Problem:
Find "TARGET: black trousers" in the data, then restate the line it sits in and every later line word for word, ending with the last line.

Source records:
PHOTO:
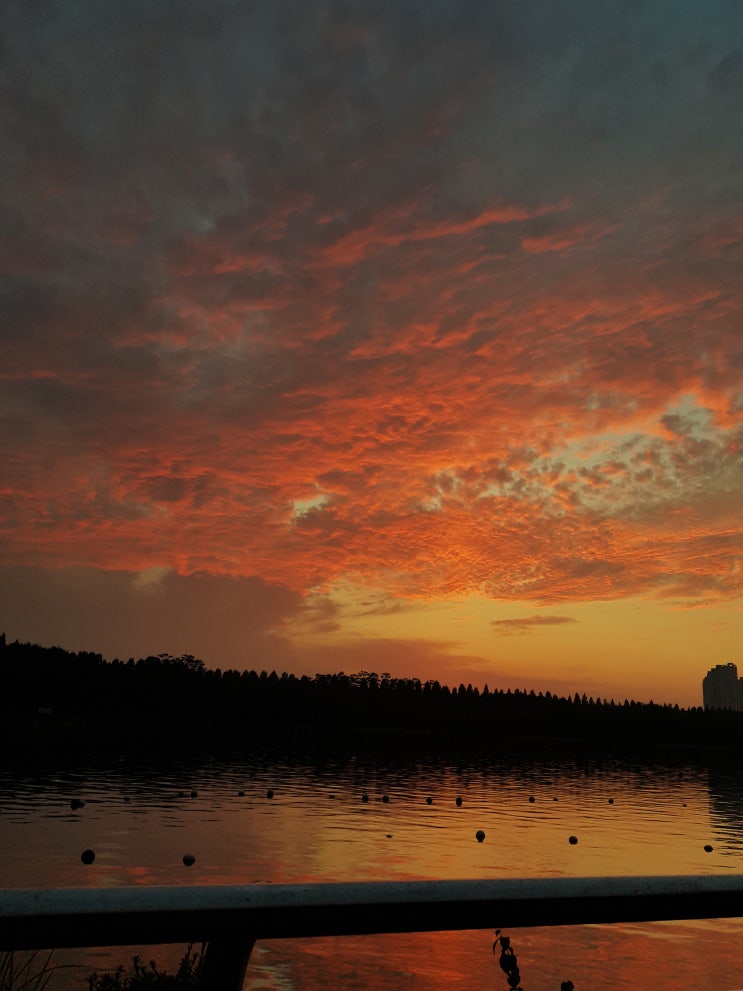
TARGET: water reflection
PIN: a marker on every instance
(140, 821)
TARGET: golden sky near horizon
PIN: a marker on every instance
(400, 337)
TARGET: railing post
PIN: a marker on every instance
(225, 963)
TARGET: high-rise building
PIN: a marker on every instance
(721, 688)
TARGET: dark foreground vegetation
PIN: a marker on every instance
(53, 697)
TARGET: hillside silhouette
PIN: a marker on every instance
(51, 697)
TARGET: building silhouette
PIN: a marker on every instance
(722, 688)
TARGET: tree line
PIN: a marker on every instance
(53, 695)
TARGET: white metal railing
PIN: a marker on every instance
(229, 918)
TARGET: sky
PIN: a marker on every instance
(354, 335)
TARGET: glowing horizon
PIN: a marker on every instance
(339, 332)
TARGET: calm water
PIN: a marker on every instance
(140, 821)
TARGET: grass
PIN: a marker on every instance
(30, 971)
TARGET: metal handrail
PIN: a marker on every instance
(229, 918)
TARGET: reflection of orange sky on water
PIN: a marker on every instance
(658, 822)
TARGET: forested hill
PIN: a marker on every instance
(57, 697)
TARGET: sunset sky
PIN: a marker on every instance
(391, 336)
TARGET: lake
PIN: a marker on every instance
(141, 818)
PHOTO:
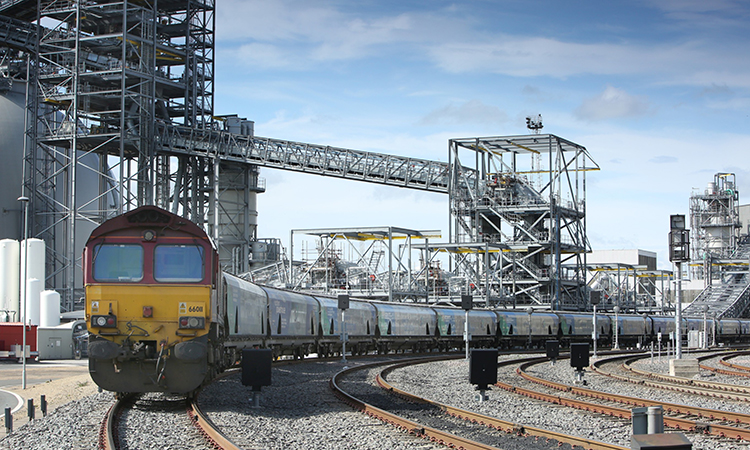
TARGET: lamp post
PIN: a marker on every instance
(705, 327)
(679, 252)
(617, 337)
(530, 311)
(713, 328)
(23, 272)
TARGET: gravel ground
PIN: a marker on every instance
(299, 412)
(563, 373)
(447, 382)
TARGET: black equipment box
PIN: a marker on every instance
(483, 367)
(256, 367)
(660, 441)
(553, 349)
(343, 301)
(579, 355)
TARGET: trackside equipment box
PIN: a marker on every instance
(256, 367)
(483, 368)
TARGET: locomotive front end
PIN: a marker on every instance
(149, 278)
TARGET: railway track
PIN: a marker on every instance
(678, 416)
(662, 381)
(429, 419)
(744, 369)
(120, 428)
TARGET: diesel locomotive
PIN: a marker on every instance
(163, 317)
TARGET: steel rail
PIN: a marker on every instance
(399, 422)
(695, 385)
(213, 435)
(671, 408)
(723, 361)
(493, 422)
(106, 429)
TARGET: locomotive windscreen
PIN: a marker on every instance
(118, 262)
(178, 263)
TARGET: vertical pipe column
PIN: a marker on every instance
(678, 313)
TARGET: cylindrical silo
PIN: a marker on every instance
(34, 291)
(9, 279)
(36, 258)
(12, 108)
(49, 309)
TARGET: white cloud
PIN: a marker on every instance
(612, 103)
(472, 111)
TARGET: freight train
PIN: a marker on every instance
(163, 317)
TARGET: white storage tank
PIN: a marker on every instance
(49, 309)
(9, 279)
(37, 258)
(34, 291)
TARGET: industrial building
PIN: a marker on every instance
(112, 107)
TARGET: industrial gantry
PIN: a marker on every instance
(123, 91)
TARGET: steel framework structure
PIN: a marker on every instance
(529, 194)
(715, 223)
(123, 90)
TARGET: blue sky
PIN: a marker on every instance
(657, 91)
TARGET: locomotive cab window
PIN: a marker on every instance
(118, 262)
(178, 263)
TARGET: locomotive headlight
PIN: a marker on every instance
(192, 322)
(108, 321)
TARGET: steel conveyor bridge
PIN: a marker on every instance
(390, 170)
(731, 298)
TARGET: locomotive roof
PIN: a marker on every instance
(149, 217)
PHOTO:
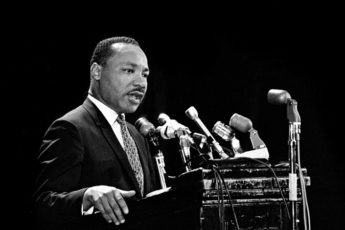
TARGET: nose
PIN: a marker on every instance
(140, 81)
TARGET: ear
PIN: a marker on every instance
(95, 71)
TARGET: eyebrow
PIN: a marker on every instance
(134, 65)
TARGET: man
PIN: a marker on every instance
(90, 164)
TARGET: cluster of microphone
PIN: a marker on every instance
(170, 128)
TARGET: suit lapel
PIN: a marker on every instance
(115, 145)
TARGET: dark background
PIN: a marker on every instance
(221, 66)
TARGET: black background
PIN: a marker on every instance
(220, 64)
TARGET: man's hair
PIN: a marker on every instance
(103, 49)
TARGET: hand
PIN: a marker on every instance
(109, 201)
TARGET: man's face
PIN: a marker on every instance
(123, 81)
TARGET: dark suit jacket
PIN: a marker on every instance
(80, 150)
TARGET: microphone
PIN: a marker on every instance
(245, 125)
(147, 129)
(240, 123)
(278, 96)
(193, 114)
(227, 134)
(170, 128)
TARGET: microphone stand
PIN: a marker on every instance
(294, 151)
(159, 157)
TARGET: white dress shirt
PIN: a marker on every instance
(110, 115)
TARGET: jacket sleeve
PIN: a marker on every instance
(58, 199)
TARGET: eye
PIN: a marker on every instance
(128, 70)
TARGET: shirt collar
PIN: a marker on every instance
(109, 114)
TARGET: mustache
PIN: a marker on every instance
(141, 89)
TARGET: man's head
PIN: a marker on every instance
(118, 73)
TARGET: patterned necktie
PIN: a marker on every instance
(132, 152)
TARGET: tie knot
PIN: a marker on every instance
(121, 119)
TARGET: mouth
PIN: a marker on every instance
(136, 96)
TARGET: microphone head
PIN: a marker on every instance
(240, 123)
(192, 113)
(222, 130)
(278, 96)
(144, 126)
(163, 118)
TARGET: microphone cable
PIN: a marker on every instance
(276, 179)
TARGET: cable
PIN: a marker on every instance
(276, 178)
(228, 193)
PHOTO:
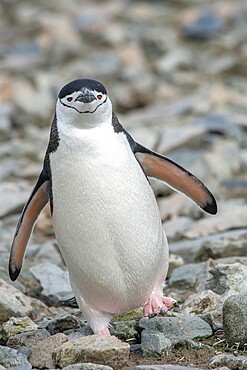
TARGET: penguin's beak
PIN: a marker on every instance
(86, 96)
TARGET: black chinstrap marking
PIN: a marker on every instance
(87, 111)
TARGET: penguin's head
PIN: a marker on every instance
(84, 103)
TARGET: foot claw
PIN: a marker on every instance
(162, 311)
(158, 304)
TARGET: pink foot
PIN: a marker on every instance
(157, 303)
(104, 331)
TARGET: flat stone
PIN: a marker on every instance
(41, 355)
(235, 320)
(53, 280)
(188, 275)
(227, 278)
(94, 348)
(201, 302)
(87, 366)
(229, 244)
(207, 25)
(164, 367)
(28, 339)
(13, 302)
(177, 137)
(61, 322)
(155, 344)
(226, 219)
(16, 325)
(214, 318)
(182, 327)
(10, 357)
(176, 227)
(231, 361)
(124, 330)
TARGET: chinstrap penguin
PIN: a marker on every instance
(105, 216)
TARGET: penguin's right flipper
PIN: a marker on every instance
(36, 202)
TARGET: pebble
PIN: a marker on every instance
(94, 348)
(235, 320)
(61, 322)
(164, 367)
(16, 325)
(176, 227)
(11, 358)
(227, 279)
(188, 275)
(124, 330)
(155, 344)
(173, 94)
(207, 25)
(87, 366)
(13, 302)
(41, 353)
(182, 327)
(27, 339)
(177, 137)
(233, 362)
(229, 244)
(226, 219)
(201, 302)
(53, 280)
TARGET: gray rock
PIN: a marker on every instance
(192, 250)
(220, 124)
(224, 220)
(124, 330)
(155, 344)
(207, 25)
(10, 358)
(201, 302)
(188, 276)
(164, 367)
(87, 366)
(233, 362)
(94, 348)
(61, 322)
(182, 327)
(53, 280)
(175, 261)
(227, 278)
(235, 320)
(177, 137)
(229, 244)
(176, 227)
(41, 356)
(77, 333)
(234, 187)
(16, 325)
(23, 55)
(13, 302)
(214, 319)
(27, 339)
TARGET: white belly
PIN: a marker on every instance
(106, 221)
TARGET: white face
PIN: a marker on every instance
(84, 108)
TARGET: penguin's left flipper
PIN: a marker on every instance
(161, 168)
(36, 202)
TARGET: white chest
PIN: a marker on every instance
(105, 215)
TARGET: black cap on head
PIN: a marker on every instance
(77, 85)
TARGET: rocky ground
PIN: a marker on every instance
(176, 72)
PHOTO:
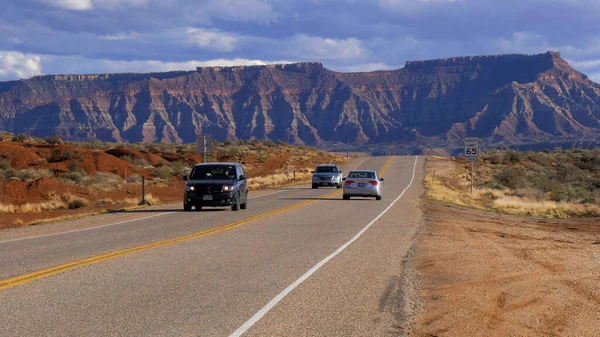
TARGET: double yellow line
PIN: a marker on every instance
(15, 281)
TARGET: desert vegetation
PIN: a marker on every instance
(561, 183)
(52, 176)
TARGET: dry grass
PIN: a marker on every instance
(105, 202)
(279, 179)
(74, 202)
(453, 186)
(33, 207)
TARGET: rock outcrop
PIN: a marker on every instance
(505, 97)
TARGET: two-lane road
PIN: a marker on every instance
(298, 262)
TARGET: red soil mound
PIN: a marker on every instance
(96, 161)
(17, 192)
(19, 156)
(146, 156)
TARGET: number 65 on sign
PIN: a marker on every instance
(472, 148)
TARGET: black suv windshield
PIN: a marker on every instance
(326, 169)
(213, 172)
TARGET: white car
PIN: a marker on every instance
(362, 183)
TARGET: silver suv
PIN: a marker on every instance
(327, 175)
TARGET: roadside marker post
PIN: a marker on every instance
(204, 144)
(472, 153)
(143, 189)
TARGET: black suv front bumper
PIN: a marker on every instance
(214, 199)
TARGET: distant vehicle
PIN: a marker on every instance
(327, 175)
(362, 183)
(216, 185)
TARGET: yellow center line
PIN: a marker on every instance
(26, 278)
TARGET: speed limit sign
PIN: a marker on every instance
(472, 148)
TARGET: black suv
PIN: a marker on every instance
(215, 185)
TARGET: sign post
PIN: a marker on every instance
(472, 152)
(204, 144)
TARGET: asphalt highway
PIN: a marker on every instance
(297, 262)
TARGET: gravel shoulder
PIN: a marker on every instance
(490, 274)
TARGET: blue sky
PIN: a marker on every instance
(99, 36)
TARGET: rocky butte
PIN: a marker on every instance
(500, 98)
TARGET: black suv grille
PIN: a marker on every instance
(208, 188)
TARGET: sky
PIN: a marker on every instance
(107, 36)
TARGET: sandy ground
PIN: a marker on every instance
(489, 274)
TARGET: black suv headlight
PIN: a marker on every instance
(227, 188)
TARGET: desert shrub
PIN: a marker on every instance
(105, 202)
(53, 139)
(72, 177)
(74, 202)
(32, 174)
(150, 200)
(180, 169)
(133, 179)
(127, 158)
(7, 172)
(103, 181)
(163, 172)
(6, 136)
(140, 162)
(20, 137)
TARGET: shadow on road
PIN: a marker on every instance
(166, 210)
(315, 198)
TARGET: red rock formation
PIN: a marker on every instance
(506, 97)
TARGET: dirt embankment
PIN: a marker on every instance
(40, 181)
(492, 274)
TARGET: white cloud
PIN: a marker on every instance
(74, 5)
(595, 77)
(585, 64)
(523, 42)
(259, 11)
(410, 5)
(121, 36)
(111, 66)
(15, 65)
(365, 67)
(318, 48)
(84, 5)
(212, 39)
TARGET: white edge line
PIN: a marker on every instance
(264, 195)
(254, 319)
(122, 222)
(86, 229)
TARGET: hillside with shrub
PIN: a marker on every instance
(561, 183)
(43, 179)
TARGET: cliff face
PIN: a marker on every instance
(497, 97)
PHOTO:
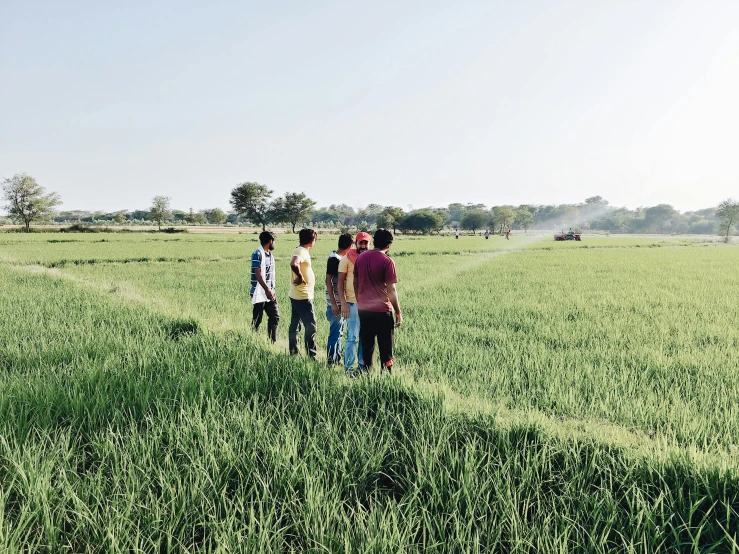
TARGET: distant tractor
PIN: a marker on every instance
(570, 235)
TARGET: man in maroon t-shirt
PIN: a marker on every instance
(377, 298)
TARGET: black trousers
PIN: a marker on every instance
(303, 314)
(273, 317)
(380, 326)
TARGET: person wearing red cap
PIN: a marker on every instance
(349, 309)
(377, 299)
(334, 303)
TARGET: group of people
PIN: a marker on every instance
(361, 297)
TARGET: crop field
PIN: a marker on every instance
(547, 397)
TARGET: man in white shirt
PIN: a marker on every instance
(263, 296)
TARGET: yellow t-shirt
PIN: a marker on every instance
(345, 266)
(305, 290)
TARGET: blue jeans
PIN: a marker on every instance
(335, 332)
(352, 339)
(302, 315)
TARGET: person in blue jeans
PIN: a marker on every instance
(333, 303)
(349, 308)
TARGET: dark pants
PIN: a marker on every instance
(380, 326)
(302, 314)
(273, 317)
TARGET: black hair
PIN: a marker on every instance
(383, 238)
(265, 237)
(345, 241)
(306, 236)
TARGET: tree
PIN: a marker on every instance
(422, 221)
(389, 217)
(216, 216)
(294, 208)
(27, 201)
(660, 215)
(253, 201)
(525, 219)
(196, 218)
(160, 210)
(474, 219)
(728, 213)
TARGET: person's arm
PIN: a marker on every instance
(342, 295)
(295, 266)
(356, 281)
(392, 293)
(332, 294)
(263, 284)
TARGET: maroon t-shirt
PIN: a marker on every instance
(375, 270)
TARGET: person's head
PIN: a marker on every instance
(363, 239)
(267, 240)
(345, 241)
(307, 238)
(383, 239)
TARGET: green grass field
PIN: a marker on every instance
(547, 397)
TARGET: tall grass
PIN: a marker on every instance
(129, 427)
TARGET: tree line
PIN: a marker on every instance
(254, 204)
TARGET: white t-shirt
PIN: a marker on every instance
(261, 259)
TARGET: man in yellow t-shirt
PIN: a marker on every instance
(349, 309)
(302, 286)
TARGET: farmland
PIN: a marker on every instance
(548, 397)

Full response:
TARGET: black trousers
PIN: a marker on every instance
(303, 314)
(273, 317)
(380, 326)
TARGET: person wearing red cap
PIN: a marker on every instance
(349, 309)
(377, 299)
(334, 303)
TARGET: group of people
PIN: a marker on every instance
(361, 297)
TARGET: crop field
PIN: a marker on every instance
(547, 397)
TARGET: man in white shirt
PIN: a marker on every instance
(263, 296)
TARGET: yellow t-shirt
PIN: a marker on every instance
(345, 266)
(305, 290)
TARGET: blue jeans
PIN: a marker on every instance
(335, 332)
(352, 339)
(302, 315)
TARGET: person in blue jeans
PIN: a marker on every instance
(333, 303)
(349, 308)
TARGET: dark pants
PIN: a marker on every instance
(380, 326)
(302, 314)
(273, 317)
TARGET: black hair
PIN: a marker on every instance
(383, 238)
(265, 237)
(345, 241)
(306, 236)
TARGET: tree
PIN: a marker on every instance
(422, 221)
(389, 217)
(216, 216)
(294, 208)
(27, 201)
(660, 215)
(253, 201)
(525, 219)
(196, 218)
(160, 210)
(474, 219)
(728, 213)
TARGET: person's arm
PIN: a marker on every instance
(342, 295)
(295, 266)
(356, 281)
(392, 293)
(332, 294)
(263, 284)
TARGET: maroon t-shirt
PIN: a marker on every instance
(375, 270)
TARGET: person's head
PIN: a marker on every instance
(363, 239)
(267, 240)
(345, 241)
(307, 238)
(383, 239)
TARGET: green grass field
PIN: a marker on every instance
(547, 397)
TARGET: tall grass
PIN: a marker on every instance
(129, 427)
TARGET: tree line
PIN: a marker on every instance
(254, 204)
TARGET: white t-shirt
PIN: a marker on every instance
(261, 259)
TARGET: man in yellow t-shirt
PIN: a marker on every instance
(349, 309)
(302, 286)
TARGET: farmland
PIN: a marker on every instance
(548, 397)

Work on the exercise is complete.